→ Source excerpt:
○ ○ ○
Web lists-archives.com

Re: Microsoft Does It Again




	Hi.

On Tue, Aug 21, 2018 at 06:28:57PM +0200, tomas@xxxxxxxxxx wrote:
> On Tue, Aug 21, 2018 at 07:02:32PM +0300, Reco wrote:
> > On Tue, Aug 21, 2018 at 05:48:31PM +0200, tomas@xxxxxxxxxx wrote:
> 
> [...]
> 
> > >   tomas@trotzki:~$ apt search ooxml
> > >   Sorting... Done
> > >   Full Text Search... Done
> > >   docx2txt/stable,stable,stable 1.4-0.1 all
> > >     Convert Microsoft OOXML files to plain text
> > 
> > Not relevant. Input is xlsx.
> 
> Well, xlsx *is* OOXML (I like to call it "MOOXML" as in
> "Microsoft's..." -- you get the idea :)

That's like saying that apples and oranges are both fruits. 
I.e. that's truth, but one does not compare apples to oranges usually.

Both docx and xlsx are zip archives with xml inside. Their parsing is
different, and applying parsing rules from one to another yields no
useful result.

Parsing docx is easy, even I can do it (and did it, actually).
Parsing xlsx with all its gross formulas (sp?), macros and arcane date
formats is the definition of pain. I gave it up and became a happy
xlsx2csv user.

Reco
○ ○ ○
→ Input rows:
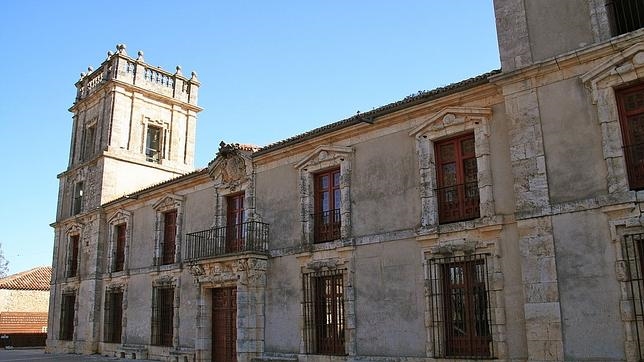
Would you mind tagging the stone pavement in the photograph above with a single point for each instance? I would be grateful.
(28, 355)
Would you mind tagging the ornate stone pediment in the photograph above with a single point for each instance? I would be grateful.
(168, 202)
(232, 166)
(247, 271)
(164, 281)
(318, 265)
(119, 217)
(74, 229)
(324, 154)
(454, 246)
(623, 66)
(450, 118)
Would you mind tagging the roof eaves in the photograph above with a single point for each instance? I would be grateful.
(406, 102)
(153, 187)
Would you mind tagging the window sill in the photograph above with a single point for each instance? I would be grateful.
(456, 226)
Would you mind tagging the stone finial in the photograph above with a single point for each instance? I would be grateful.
○ ○ ○
→ To do:
(a) In the mailing-list reply about parsing xlsx files, what tool did Reco become a happy user of after giving up on parsing xlsx?
(b) Reproduce the stretch of the listing from the line containing "Would you mind tagging the roof" through the end of the listing, character for character.

→ In response:
(a) xlsx2csv

(b)
Would you mind tagging the roof eaves in the photograph above with a single point for each instance? I would be grateful.
(406, 102)
(153, 187)
Would you mind tagging the window sill in the photograph above with a single point for each instance? I would be grateful.
(456, 226)
Would you mind tagging the stone finial in the photograph above with a single point for each instance? I would be grateful.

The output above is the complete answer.